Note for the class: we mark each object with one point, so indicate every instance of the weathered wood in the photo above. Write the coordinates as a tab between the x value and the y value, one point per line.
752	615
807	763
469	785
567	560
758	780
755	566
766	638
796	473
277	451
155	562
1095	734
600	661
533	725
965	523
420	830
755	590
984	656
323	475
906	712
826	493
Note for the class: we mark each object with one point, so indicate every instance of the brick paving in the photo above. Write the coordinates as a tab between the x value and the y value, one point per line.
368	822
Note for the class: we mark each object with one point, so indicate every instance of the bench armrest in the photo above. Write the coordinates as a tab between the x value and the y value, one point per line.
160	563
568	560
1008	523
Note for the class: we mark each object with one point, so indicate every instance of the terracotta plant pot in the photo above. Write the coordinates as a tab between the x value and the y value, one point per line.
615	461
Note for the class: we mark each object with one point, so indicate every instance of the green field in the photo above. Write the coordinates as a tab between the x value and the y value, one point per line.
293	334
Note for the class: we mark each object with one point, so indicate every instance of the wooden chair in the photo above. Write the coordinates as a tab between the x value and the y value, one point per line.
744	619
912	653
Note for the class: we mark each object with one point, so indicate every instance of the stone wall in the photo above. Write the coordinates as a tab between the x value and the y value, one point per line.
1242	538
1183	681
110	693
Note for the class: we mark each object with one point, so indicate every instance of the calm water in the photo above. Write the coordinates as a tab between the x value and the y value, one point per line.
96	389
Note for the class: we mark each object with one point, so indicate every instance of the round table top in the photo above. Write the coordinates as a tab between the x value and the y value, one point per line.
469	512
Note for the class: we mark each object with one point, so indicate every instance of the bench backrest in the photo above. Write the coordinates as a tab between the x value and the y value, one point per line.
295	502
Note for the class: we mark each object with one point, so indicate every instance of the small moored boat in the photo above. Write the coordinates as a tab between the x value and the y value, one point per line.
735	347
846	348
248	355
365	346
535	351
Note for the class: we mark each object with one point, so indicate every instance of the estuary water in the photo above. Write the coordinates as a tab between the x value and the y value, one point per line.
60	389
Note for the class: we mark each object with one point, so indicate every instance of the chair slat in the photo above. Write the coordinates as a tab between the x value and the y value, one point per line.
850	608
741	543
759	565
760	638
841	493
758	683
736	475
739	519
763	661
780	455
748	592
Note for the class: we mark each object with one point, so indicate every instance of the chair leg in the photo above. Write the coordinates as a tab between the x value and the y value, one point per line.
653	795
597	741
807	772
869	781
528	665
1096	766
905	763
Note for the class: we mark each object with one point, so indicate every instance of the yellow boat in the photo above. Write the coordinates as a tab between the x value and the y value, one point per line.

* **ASSIGNMENT**: Print the data above exactly as it was provided.

* **EXERCISE ANSWER**:
Note for the class: we mark each object with one point, so indicate every instance of the weathered wood in the photo above. Write the coordinates as a tab between the x value and the y value, one point per line.
752	615
807	763
469	785
567	560
758	780
755	566
766	638
796	473
277	451
155	562
1095	734
600	661
533	725
965	523
420	830
755	590
984	656
323	475
906	712
826	493
Note for the class: we mark each object with one point, so indicate every instance of the brick paving in the photo above. Write the coordinates as a tab between the x value and the y value, one point per line.
368	822
Note for the class: we mark each object with one point, so indicate every instance of the bench armrest in the photo above. Write the coordinates as a tab between the x value and the y value, one point per line.
160	563
568	560
1008	523
Note for the class: we mark each object with one point, so indicate every instance of the terracotta plant pot in the photo above. Write the coordinates as a tab between the x value and the y value, one point per line.
615	461
Note for the class: we mark each object with one point, so indicate every instance of the green field in the photo above. Write the coordinates as a tab between the x value and the y value, one point per line.
293	334
Note for the class: we mark each object with one point, so indicate every instance of the wooden chair in the photo above. Write the coordinates as a tab between the x value and the y value, one point per line.
744	619
912	653
Note for the class: we mark each object with one point, so indicate every instance of the stone wall in the photo above. Write the coordinates as a tab between the x value and the y value, one point per line.
1242	538
1183	681
110	693
Note for the class: we mark each object with one point, so indicate every instance of the calm water in the photo above. Write the coordinates as a tab between the x value and the y value, one point per line.
96	389
Note for the class: we mark each object with one point, so indicate every instance of the round table top in the photo above. Write the coordinates as a tab between the x value and the y value, one point per line.
469	512
Note for the class: we mark each object with one point, so indicate every instance of the bench backrest in the photo above. Write the coordinates as a tab between the x value and the y value, one point per line.
295	502
Note for the class: we mark each object with one point, so indicate every instance of the small moored boat in the photo above. Write the coordinates as a tab between the x value and the y value, one point per line.
735	347
846	348
248	355
365	346
535	351
Note for the class: we mark each object with one point, so indicate every instance of the estuary water in the photo above. Write the coordinates as a tab between the x value and the y value, one point per line.
60	389
Note for the class: we mark each object with one point, so indicate every instance of the chair slat in the photo above. Write the coordinates as a tab between the x value and the y value, one point per line.
850	608
741	543
759	565
760	638
841	493
758	683
736	475
739	519
763	661
780	455
748	592
Note for the class: we mark each object with one point, so indicate every instance of the chair leg in the photo above. Write the coordinates as a tab between the x value and the y value, one point per line.
653	795
597	741
807	772
869	781
528	665
1096	766
905	763
Note for the class: we mark each object with one point, so indicate every instance of the yellow boat in the photo above. Write the coordinates as a tab between the x value and the y value, one point per line.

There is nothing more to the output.